### WORK REQUIRED
Your task is to write out exactly the lines from the line containing "Bet you can't find tall" through the end of the records, inclusive at both ends.

::: INFORMATION PROVIDED

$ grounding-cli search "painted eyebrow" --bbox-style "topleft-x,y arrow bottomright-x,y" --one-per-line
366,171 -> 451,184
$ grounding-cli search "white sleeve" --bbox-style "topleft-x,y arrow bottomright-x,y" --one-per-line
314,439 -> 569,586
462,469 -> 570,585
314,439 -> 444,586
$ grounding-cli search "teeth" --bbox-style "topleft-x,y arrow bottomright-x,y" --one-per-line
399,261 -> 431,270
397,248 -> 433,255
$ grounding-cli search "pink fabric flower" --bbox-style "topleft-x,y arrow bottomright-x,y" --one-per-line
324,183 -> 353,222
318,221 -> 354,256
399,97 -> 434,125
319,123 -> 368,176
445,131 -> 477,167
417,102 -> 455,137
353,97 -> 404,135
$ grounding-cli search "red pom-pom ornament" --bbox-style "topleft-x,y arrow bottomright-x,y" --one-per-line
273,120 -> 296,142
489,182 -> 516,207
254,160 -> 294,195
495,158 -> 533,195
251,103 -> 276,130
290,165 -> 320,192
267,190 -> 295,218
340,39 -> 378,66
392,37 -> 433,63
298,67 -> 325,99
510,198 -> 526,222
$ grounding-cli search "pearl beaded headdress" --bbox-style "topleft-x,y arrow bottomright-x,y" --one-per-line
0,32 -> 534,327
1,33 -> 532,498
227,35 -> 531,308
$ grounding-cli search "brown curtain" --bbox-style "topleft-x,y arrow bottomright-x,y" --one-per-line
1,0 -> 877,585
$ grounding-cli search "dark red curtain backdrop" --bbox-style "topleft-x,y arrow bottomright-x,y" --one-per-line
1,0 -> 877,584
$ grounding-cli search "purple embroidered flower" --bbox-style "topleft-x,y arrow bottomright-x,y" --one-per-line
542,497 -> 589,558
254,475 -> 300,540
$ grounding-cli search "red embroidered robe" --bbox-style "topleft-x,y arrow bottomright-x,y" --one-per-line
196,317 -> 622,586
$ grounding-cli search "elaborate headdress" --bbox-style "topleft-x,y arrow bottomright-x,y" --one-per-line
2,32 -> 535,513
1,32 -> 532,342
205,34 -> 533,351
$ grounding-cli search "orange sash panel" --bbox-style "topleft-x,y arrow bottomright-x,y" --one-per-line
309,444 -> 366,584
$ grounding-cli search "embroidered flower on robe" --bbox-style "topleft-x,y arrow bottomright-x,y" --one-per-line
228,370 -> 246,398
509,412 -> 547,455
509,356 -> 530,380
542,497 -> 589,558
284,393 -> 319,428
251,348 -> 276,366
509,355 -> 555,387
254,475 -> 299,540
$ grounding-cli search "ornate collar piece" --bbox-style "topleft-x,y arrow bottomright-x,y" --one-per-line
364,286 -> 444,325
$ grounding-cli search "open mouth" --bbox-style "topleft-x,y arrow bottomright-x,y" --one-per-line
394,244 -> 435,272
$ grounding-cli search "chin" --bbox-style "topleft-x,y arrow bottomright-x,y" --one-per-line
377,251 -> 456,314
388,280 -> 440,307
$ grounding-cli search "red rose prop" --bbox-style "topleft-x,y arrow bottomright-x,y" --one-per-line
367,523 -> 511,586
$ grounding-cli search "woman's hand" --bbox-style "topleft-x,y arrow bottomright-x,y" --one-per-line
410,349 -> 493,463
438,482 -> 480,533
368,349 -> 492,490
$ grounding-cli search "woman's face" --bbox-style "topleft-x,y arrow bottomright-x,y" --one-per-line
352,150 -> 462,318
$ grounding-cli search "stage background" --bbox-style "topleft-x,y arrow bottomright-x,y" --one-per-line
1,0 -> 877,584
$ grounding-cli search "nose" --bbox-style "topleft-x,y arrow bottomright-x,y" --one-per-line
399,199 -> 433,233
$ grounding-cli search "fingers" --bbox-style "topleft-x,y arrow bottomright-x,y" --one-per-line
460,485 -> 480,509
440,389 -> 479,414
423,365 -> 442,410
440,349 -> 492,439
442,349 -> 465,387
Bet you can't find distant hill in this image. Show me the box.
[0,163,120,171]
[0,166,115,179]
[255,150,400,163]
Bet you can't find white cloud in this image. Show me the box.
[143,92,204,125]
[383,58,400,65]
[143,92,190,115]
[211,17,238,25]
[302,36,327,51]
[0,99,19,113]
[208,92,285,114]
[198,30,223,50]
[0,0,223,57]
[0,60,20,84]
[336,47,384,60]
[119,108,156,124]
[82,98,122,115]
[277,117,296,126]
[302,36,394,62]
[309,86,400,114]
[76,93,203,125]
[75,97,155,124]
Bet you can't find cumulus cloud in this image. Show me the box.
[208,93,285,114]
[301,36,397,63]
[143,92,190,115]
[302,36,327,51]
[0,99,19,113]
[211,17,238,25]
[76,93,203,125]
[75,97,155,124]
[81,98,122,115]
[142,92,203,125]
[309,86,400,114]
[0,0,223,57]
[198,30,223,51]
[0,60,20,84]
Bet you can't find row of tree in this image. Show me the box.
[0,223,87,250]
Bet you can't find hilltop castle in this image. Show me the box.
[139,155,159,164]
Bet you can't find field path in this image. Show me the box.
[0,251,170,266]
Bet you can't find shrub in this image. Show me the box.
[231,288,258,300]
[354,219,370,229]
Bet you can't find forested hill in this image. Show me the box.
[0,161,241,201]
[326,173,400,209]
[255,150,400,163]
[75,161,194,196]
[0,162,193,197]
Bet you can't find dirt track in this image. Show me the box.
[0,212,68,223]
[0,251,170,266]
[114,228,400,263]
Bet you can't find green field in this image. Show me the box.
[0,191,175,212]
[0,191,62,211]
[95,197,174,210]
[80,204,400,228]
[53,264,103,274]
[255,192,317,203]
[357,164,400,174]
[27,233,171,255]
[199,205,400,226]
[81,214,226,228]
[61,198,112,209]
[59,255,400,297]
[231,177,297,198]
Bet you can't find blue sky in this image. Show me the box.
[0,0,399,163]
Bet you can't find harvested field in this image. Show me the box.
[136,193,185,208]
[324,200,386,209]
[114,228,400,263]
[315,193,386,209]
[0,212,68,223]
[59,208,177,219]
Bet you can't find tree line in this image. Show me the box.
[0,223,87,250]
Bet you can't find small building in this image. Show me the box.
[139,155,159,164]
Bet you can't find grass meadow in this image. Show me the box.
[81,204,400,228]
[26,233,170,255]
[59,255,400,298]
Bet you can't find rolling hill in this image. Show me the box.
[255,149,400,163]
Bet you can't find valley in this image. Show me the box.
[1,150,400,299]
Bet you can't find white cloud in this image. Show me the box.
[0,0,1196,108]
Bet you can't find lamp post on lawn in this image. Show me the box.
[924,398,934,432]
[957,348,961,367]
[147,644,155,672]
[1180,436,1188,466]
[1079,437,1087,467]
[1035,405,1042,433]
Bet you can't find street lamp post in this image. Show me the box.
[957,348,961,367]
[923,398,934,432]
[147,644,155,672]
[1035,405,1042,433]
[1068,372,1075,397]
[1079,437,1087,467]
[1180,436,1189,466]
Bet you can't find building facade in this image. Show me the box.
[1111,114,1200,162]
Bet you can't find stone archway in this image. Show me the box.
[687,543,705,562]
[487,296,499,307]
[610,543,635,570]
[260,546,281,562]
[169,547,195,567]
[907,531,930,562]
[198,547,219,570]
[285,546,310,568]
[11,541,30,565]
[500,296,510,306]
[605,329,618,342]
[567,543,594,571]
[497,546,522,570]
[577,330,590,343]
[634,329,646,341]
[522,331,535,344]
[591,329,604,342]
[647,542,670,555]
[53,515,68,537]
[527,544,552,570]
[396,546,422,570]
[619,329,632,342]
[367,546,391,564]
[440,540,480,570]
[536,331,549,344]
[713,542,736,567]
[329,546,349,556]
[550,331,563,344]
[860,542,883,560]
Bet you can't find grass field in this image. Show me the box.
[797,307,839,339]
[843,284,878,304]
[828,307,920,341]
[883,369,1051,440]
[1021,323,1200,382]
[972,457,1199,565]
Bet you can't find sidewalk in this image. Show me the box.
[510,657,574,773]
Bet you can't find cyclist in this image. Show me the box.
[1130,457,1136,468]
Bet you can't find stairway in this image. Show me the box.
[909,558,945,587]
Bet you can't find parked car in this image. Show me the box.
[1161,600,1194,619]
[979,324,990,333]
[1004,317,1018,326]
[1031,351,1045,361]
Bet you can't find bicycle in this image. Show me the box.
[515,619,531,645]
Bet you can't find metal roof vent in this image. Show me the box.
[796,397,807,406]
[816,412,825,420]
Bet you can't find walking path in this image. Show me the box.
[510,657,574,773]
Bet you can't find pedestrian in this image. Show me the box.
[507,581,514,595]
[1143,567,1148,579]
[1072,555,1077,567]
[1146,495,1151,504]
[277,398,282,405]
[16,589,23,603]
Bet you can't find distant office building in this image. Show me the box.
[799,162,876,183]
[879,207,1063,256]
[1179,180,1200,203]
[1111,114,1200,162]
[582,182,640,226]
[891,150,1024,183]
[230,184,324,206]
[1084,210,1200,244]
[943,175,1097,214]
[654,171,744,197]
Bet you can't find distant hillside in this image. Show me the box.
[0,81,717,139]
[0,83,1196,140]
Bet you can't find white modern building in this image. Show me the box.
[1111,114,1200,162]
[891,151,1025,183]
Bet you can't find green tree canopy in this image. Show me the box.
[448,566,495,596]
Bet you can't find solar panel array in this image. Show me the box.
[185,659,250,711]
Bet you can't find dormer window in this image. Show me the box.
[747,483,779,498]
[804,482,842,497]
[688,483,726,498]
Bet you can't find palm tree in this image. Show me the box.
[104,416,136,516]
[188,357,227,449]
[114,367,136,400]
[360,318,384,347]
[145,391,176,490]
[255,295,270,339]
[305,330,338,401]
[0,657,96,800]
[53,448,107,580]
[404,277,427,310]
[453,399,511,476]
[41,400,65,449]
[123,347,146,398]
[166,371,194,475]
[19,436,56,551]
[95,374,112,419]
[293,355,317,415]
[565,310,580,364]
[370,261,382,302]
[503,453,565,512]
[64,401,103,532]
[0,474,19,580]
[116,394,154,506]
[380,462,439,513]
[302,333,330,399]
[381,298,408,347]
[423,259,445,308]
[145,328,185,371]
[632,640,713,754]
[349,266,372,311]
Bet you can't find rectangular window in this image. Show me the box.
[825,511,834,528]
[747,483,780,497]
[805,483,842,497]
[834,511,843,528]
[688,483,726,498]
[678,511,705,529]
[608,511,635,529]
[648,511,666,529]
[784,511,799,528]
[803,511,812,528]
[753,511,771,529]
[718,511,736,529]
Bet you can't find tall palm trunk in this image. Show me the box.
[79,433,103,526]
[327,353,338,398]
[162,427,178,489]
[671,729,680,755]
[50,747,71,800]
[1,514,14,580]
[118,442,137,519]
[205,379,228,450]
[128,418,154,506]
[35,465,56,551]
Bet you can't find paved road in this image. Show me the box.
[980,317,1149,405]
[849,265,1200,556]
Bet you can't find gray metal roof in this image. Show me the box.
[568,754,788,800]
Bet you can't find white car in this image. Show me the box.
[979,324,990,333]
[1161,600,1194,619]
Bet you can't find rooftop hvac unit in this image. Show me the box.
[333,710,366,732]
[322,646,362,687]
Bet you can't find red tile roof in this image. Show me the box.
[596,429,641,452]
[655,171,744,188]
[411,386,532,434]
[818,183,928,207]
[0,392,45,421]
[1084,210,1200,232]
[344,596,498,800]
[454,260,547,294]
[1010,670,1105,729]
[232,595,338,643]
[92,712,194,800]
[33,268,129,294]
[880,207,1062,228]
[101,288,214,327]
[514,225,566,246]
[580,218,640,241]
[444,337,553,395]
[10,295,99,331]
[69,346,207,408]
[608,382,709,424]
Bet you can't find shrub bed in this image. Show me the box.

::::::

### RESPONSE AREA
Bet you can't find tall palm trunk in this image. Show me the box.
[79,433,103,526]
[327,353,338,398]
[162,427,178,489]
[671,729,680,755]
[50,747,71,800]
[1,514,14,580]
[118,442,137,519]
[205,379,228,450]
[128,418,154,506]
[35,465,56,551]
Bet you can't find paved road in this image. Show me the box.
[980,317,1149,405]
[849,265,1200,556]
Bet you can't find gray metal roof in this image. Show me the box.
[568,754,788,800]
Bet you can't find white car in this image. Show me the box.
[979,324,990,333]
[1161,600,1194,619]
Bet you can't find rooftop hvac unit in this image. Show me the box.
[333,710,366,732]
[322,646,362,687]
Bet you can't find red tile roof in this image. Show me the box.
[596,429,641,452]
[655,171,744,188]
[411,386,532,434]
[818,183,928,207]
[0,392,45,421]
[1084,210,1200,232]
[344,596,498,800]
[454,260,547,294]
[1010,670,1105,729]
[232,595,338,643]
[92,712,194,800]
[33,268,129,294]
[880,207,1062,228]
[101,288,214,327]
[514,225,566,246]
[580,218,640,241]
[444,337,553,395]
[10,295,99,331]
[69,346,207,408]
[608,382,709,424]
Bet you can't find shrub bed in this image. Show me the box.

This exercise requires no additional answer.